> Aufgaben
1. Beantworte die folgenden Fragen zum Text über das Deutschlernen.
(a) Was bedeutet das Wort „Qamus“?
(b) Woher stammte der Lehrer im Integrationskurs?
(c) An welcher Universität machte der Verfasser einen Sprachkurs?
2. Schreibe aus dem Text über das Deutschlernen die Stelle von „Osman Yousufis Begegnung“ bis einschließlich „Art heimisch fühlte.“ wortgetreu ab.

> Seitentext
Osman Yousufis Begegnung mit der deutschen Sprache war zu Beginn etwas steif. Doch sein Sprachlehrer im Integrationskurs motivierte ihn. Und spätestens als Yousufi ein Gedicht seiner Frau Lina Atfah ins Deutsche übersetzte, wurde ihm klar, dass er sich in der neuen Sprache längst auf unbekannte Art heimisch fühlte.
Von Osman Yousufi, 07.01.2019„Qamus“ ist ein arabisches Wort mit griechischen Wurzeln. Es bedeutet „Ozean“ oder „großes Meer“. Eines der berühmtesten arabischen Wörterbücher, das vor mehr als sechshundert Jahren erschien, trug den Titel „Al-Qamus“. Dieses Buch fand eine so weite Verbreitung, dass „Al-Qamus“ irgendwann zum Synonym für „Wörterbuch“ wurde. Vielleicht ist das der Grund, warum ich immer glaube, von einem Meer ins andere zu schwimmen, wenn ich mich zwischen dem Arabischen und dem Deutschen hin und her bewege. Eines der beiden Meere, das arabische, ist mir sehr vertraut; in seinem Wasser bin ich lange Zeit geschwommen, habe es bereits einige Mal überlebt. Das andere, das deutsche, ist mir immer noch fremd. Ich empfinde es als kühl und habe mich noch nicht an seinen Salzgehalt gewöhnt. Es bleibt voller Überraschungen für mich. Ich kann seinen Wellengang noch nicht gut lesen, doch sein Wind war bisher meist freundlich zu mir. Und ich will mich immer öfter darin bewegen.
Meine erste Begegnung mit der neuen Sprache war vor drei Jahren, in einem Integrationskurs, den ich besuchen musste. Unsere Beziehung begann also eher formell, sie war von Ämtern bestimmt. Es war eine spontane Begegnung, denn ich lernte nur deshalb Deutsch, weil ich aus Syrien hatte fliehen müssen. Dennoch war der Integrationskurs ein Glück: Unser ägyptischer Lehrer zeigte mir, wie schön und facettenreich das Deutsche sein konnte. Danach entschied ich mich sogar aus freien Stücken, einen Sprachkurs an der Ruhr Universität Bochum zu machen. Ich wollte mein Deutsch verbessern und mein Physikstudium fortsetzen. Doch obwohl ich den Sprachtest bestand und mich für die Universität qualifizierte, bekam ich keine Zulassung. Ich versuchte es noch einmal: neues Programm, neuer Sprachkurs, neuer Test – diesmal auch eine Zulassung. Doch dann änderten sich die Gesetze der Hochschule plötzlich, und ich durfte doch keinen Master machen. Trotzdem wurde in dieser Zeit, ohne dass ich es wirklich merkte, meine Beziehung zur neuen Sprache, meinem zweiten Meer, wärmer, interessanter und direkter.

> Datenteil
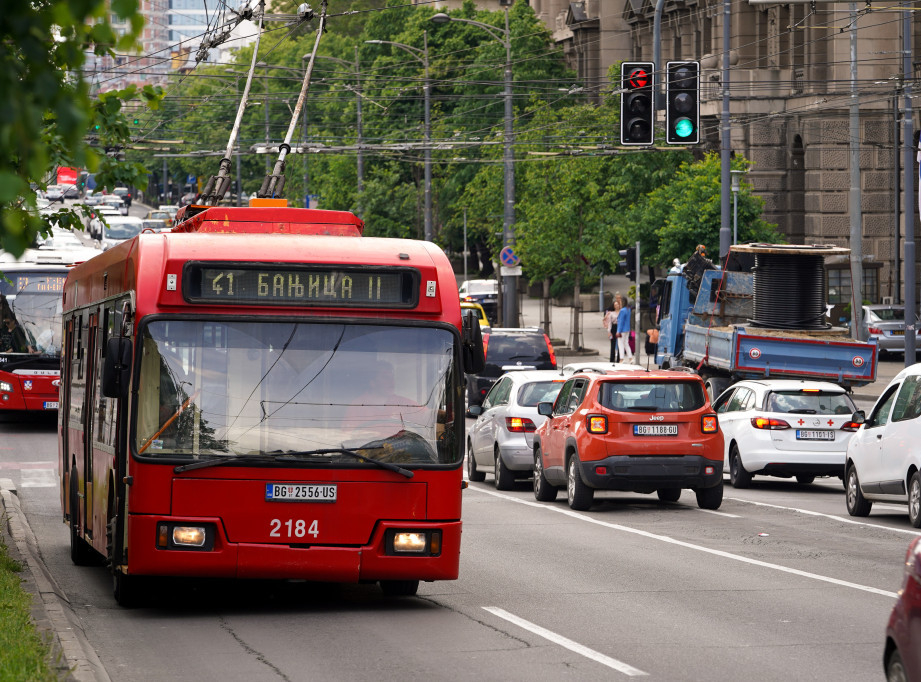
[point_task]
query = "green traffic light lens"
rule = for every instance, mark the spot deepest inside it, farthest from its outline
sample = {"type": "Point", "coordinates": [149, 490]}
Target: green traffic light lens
{"type": "Point", "coordinates": [684, 127]}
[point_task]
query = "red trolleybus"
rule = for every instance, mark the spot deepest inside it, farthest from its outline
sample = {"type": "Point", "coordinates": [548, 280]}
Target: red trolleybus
{"type": "Point", "coordinates": [265, 393]}
{"type": "Point", "coordinates": [30, 332]}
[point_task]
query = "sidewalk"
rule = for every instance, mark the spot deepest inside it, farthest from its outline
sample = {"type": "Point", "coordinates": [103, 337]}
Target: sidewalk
{"type": "Point", "coordinates": [596, 345]}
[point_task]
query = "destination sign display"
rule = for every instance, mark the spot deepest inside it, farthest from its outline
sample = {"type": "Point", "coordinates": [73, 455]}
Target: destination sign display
{"type": "Point", "coordinates": [34, 282]}
{"type": "Point", "coordinates": [287, 284]}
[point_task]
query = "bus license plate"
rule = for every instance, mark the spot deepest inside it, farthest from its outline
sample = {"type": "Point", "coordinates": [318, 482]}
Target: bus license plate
{"type": "Point", "coordinates": [814, 435]}
{"type": "Point", "coordinates": [655, 429]}
{"type": "Point", "coordinates": [300, 492]}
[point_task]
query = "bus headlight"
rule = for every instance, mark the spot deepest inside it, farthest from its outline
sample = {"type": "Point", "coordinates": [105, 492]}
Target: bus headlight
{"type": "Point", "coordinates": [416, 542]}
{"type": "Point", "coordinates": [181, 536]}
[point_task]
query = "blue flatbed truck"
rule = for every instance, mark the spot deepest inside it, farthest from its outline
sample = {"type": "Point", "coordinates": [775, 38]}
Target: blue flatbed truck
{"type": "Point", "coordinates": [712, 332]}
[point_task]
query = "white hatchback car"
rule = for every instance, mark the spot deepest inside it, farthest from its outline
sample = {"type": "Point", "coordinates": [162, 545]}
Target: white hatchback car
{"type": "Point", "coordinates": [785, 427]}
{"type": "Point", "coordinates": [883, 457]}
{"type": "Point", "coordinates": [502, 438]}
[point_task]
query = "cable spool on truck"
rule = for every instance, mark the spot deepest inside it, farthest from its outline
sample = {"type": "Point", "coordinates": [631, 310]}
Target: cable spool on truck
{"type": "Point", "coordinates": [764, 316]}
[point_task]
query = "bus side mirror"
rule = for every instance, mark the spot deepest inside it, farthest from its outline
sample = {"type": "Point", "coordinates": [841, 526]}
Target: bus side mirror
{"type": "Point", "coordinates": [472, 344]}
{"type": "Point", "coordinates": [116, 371]}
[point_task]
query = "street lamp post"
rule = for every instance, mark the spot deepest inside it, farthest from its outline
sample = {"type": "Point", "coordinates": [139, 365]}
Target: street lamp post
{"type": "Point", "coordinates": [426, 87]}
{"type": "Point", "coordinates": [510, 282]}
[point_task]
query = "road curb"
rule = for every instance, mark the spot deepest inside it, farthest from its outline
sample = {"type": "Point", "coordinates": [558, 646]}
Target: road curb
{"type": "Point", "coordinates": [51, 612]}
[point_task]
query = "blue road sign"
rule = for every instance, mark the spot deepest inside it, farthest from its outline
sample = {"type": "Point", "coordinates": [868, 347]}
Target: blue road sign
{"type": "Point", "coordinates": [508, 257]}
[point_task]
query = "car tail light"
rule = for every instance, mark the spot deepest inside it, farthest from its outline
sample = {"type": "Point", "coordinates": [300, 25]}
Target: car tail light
{"type": "Point", "coordinates": [709, 423]}
{"type": "Point", "coordinates": [550, 348]}
{"type": "Point", "coordinates": [596, 423]}
{"type": "Point", "coordinates": [769, 423]}
{"type": "Point", "coordinates": [519, 425]}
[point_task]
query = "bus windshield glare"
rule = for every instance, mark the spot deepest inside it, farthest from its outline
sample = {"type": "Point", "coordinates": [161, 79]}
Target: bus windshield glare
{"type": "Point", "coordinates": [30, 307]}
{"type": "Point", "coordinates": [291, 389]}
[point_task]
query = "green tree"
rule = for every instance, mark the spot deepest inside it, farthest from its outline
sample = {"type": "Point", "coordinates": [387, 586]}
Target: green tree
{"type": "Point", "coordinates": [49, 118]}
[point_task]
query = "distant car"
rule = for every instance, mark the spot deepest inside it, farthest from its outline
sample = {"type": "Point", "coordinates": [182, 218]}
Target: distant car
{"type": "Point", "coordinates": [501, 438]}
{"type": "Point", "coordinates": [482, 291]}
{"type": "Point", "coordinates": [886, 325]}
{"type": "Point", "coordinates": [786, 428]}
{"type": "Point", "coordinates": [119, 229]}
{"type": "Point", "coordinates": [507, 350]}
{"type": "Point", "coordinates": [480, 313]}
{"type": "Point", "coordinates": [633, 431]}
{"type": "Point", "coordinates": [576, 367]}
{"type": "Point", "coordinates": [883, 457]}
{"type": "Point", "coordinates": [902, 654]}
{"type": "Point", "coordinates": [55, 193]}
{"type": "Point", "coordinates": [166, 220]}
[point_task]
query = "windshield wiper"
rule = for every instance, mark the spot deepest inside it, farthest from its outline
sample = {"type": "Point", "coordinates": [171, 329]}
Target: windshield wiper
{"type": "Point", "coordinates": [302, 457]}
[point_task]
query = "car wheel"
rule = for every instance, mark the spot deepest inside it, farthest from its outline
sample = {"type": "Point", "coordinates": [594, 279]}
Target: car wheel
{"type": "Point", "coordinates": [543, 491]}
{"type": "Point", "coordinates": [914, 500]}
{"type": "Point", "coordinates": [472, 473]}
{"type": "Point", "coordinates": [895, 669]}
{"type": "Point", "coordinates": [738, 476]}
{"type": "Point", "coordinates": [580, 495]}
{"type": "Point", "coordinates": [504, 478]}
{"type": "Point", "coordinates": [669, 494]}
{"type": "Point", "coordinates": [710, 498]}
{"type": "Point", "coordinates": [857, 504]}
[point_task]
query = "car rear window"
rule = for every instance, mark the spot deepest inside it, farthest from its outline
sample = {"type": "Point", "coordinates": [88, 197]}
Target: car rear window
{"type": "Point", "coordinates": [511, 349]}
{"type": "Point", "coordinates": [539, 392]}
{"type": "Point", "coordinates": [650, 396]}
{"type": "Point", "coordinates": [802, 402]}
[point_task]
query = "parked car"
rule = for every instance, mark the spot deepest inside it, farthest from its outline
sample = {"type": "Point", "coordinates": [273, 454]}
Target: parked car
{"type": "Point", "coordinates": [633, 431]}
{"type": "Point", "coordinates": [119, 229]}
{"type": "Point", "coordinates": [885, 324]}
{"type": "Point", "coordinates": [786, 428]}
{"type": "Point", "coordinates": [902, 655]}
{"type": "Point", "coordinates": [883, 457]}
{"type": "Point", "coordinates": [480, 313]}
{"type": "Point", "coordinates": [575, 367]}
{"type": "Point", "coordinates": [501, 439]}
{"type": "Point", "coordinates": [482, 291]}
{"type": "Point", "coordinates": [507, 350]}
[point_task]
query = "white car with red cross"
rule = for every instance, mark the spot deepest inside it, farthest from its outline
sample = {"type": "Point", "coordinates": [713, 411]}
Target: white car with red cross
{"type": "Point", "coordinates": [785, 427]}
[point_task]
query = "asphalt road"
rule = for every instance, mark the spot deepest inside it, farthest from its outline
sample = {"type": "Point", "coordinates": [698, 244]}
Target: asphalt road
{"type": "Point", "coordinates": [779, 584]}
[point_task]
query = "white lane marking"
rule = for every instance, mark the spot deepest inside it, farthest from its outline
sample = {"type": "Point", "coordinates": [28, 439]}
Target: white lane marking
{"type": "Point", "coordinates": [713, 511]}
{"type": "Point", "coordinates": [842, 519]}
{"type": "Point", "coordinates": [688, 545]}
{"type": "Point", "coordinates": [38, 478]}
{"type": "Point", "coordinates": [580, 649]}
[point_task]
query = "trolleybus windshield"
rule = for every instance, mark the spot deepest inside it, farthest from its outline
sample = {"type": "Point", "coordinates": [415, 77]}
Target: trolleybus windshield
{"type": "Point", "coordinates": [30, 307]}
{"type": "Point", "coordinates": [225, 389]}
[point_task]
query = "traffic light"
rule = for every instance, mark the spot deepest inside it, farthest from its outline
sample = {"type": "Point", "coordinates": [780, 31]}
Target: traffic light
{"type": "Point", "coordinates": [629, 261]}
{"type": "Point", "coordinates": [682, 103]}
{"type": "Point", "coordinates": [637, 113]}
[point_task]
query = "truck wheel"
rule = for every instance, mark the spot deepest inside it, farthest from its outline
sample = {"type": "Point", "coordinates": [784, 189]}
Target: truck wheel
{"type": "Point", "coordinates": [505, 480]}
{"type": "Point", "coordinates": [857, 504]}
{"type": "Point", "coordinates": [472, 473]}
{"type": "Point", "coordinates": [738, 476]}
{"type": "Point", "coordinates": [543, 491]}
{"type": "Point", "coordinates": [580, 495]}
{"type": "Point", "coordinates": [710, 498]}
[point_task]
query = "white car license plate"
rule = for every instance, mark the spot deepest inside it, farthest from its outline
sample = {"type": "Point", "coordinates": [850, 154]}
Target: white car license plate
{"type": "Point", "coordinates": [655, 429]}
{"type": "Point", "coordinates": [802, 434]}
{"type": "Point", "coordinates": [300, 492]}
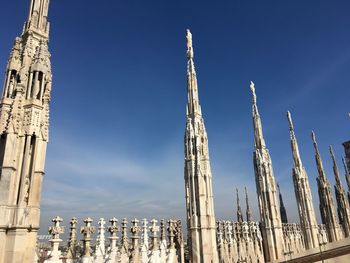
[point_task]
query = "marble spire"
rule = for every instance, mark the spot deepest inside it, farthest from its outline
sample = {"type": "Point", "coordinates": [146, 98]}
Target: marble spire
{"type": "Point", "coordinates": [327, 208]}
{"type": "Point", "coordinates": [248, 211]}
{"type": "Point", "coordinates": [201, 224]}
{"type": "Point", "coordinates": [283, 210]}
{"type": "Point", "coordinates": [38, 17]}
{"type": "Point", "coordinates": [271, 225]}
{"type": "Point", "coordinates": [347, 177]}
{"type": "Point", "coordinates": [24, 135]}
{"type": "Point", "coordinates": [306, 211]}
{"type": "Point", "coordinates": [342, 202]}
{"type": "Point", "coordinates": [239, 210]}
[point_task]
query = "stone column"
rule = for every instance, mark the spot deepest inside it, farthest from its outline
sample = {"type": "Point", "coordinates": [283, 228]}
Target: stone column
{"type": "Point", "coordinates": [113, 230]}
{"type": "Point", "coordinates": [172, 258]}
{"type": "Point", "coordinates": [72, 240]}
{"type": "Point", "coordinates": [124, 250]}
{"type": "Point", "coordinates": [144, 241]}
{"type": "Point", "coordinates": [155, 254]}
{"type": "Point", "coordinates": [87, 231]}
{"type": "Point", "coordinates": [135, 231]}
{"type": "Point", "coordinates": [55, 231]}
{"type": "Point", "coordinates": [163, 243]}
{"type": "Point", "coordinates": [100, 244]}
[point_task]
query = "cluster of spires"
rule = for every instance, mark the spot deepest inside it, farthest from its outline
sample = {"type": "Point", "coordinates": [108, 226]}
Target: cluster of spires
{"type": "Point", "coordinates": [165, 243]}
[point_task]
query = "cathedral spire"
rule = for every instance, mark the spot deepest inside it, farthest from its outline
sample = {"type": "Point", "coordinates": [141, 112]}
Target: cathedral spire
{"type": "Point", "coordinates": [270, 217]}
{"type": "Point", "coordinates": [347, 177]}
{"type": "Point", "coordinates": [201, 223]}
{"type": "Point", "coordinates": [295, 149]}
{"type": "Point", "coordinates": [38, 18]}
{"type": "Point", "coordinates": [239, 210]}
{"type": "Point", "coordinates": [248, 211]}
{"type": "Point", "coordinates": [283, 211]}
{"type": "Point", "coordinates": [258, 133]}
{"type": "Point", "coordinates": [319, 163]}
{"type": "Point", "coordinates": [342, 202]}
{"type": "Point", "coordinates": [335, 168]}
{"type": "Point", "coordinates": [327, 209]}
{"type": "Point", "coordinates": [193, 107]}
{"type": "Point", "coordinates": [306, 211]}
{"type": "Point", "coordinates": [24, 130]}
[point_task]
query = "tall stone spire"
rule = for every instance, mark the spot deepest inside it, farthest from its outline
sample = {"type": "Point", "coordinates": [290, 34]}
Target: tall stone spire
{"type": "Point", "coordinates": [38, 18]}
{"type": "Point", "coordinates": [239, 210]}
{"type": "Point", "coordinates": [347, 177]}
{"type": "Point", "coordinates": [24, 124]}
{"type": "Point", "coordinates": [342, 202]}
{"type": "Point", "coordinates": [307, 217]}
{"type": "Point", "coordinates": [248, 211]}
{"type": "Point", "coordinates": [201, 224]}
{"type": "Point", "coordinates": [271, 225]}
{"type": "Point", "coordinates": [327, 209]}
{"type": "Point", "coordinates": [283, 210]}
{"type": "Point", "coordinates": [347, 153]}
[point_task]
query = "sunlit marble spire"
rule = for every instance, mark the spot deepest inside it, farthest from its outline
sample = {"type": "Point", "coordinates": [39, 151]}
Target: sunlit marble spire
{"type": "Point", "coordinates": [306, 211]}
{"type": "Point", "coordinates": [271, 225]}
{"type": "Point", "coordinates": [201, 224]}
{"type": "Point", "coordinates": [327, 208]}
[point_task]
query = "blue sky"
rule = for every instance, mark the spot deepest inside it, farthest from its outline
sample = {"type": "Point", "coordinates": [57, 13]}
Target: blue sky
{"type": "Point", "coordinates": [119, 96]}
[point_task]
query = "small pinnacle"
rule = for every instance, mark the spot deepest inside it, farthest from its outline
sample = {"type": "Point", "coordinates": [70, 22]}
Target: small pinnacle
{"type": "Point", "coordinates": [291, 127]}
{"type": "Point", "coordinates": [252, 86]}
{"type": "Point", "coordinates": [331, 150]}
{"type": "Point", "coordinates": [189, 39]}
{"type": "Point", "coordinates": [313, 136]}
{"type": "Point", "coordinates": [344, 163]}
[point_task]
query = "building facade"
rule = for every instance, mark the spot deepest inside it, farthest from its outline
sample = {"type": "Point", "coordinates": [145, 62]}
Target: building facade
{"type": "Point", "coordinates": [201, 224]}
{"type": "Point", "coordinates": [270, 217]}
{"type": "Point", "coordinates": [306, 211]}
{"type": "Point", "coordinates": [24, 125]}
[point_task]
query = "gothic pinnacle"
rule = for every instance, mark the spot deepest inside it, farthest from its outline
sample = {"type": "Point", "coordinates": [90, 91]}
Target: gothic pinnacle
{"type": "Point", "coordinates": [335, 167]}
{"type": "Point", "coordinates": [347, 174]}
{"type": "Point", "coordinates": [283, 211]}
{"type": "Point", "coordinates": [239, 211]}
{"type": "Point", "coordinates": [318, 158]}
{"type": "Point", "coordinates": [291, 126]}
{"type": "Point", "coordinates": [248, 211]}
{"type": "Point", "coordinates": [252, 89]}
{"type": "Point", "coordinates": [189, 45]}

> Lösungen
1.
(a) „Ozean“ oder „großes Meer“
(b) Aus Ägypten
(c) An der Ruhr Universität Bochum

2.
Osman Yousufis Begegnung mit der deutschen Sprache war zu Beginn etwas steif. Doch sein Sprachlehrer im Integrationskurs motivierte ihn. Und spätestens als Yousufi ein Gedicht seiner Frau Lina Atfah ins Deutsche übersetzte, wurde ihm klar, dass er sich in der neuen Sprache längst auf unbekannte Art heimisch fühlte.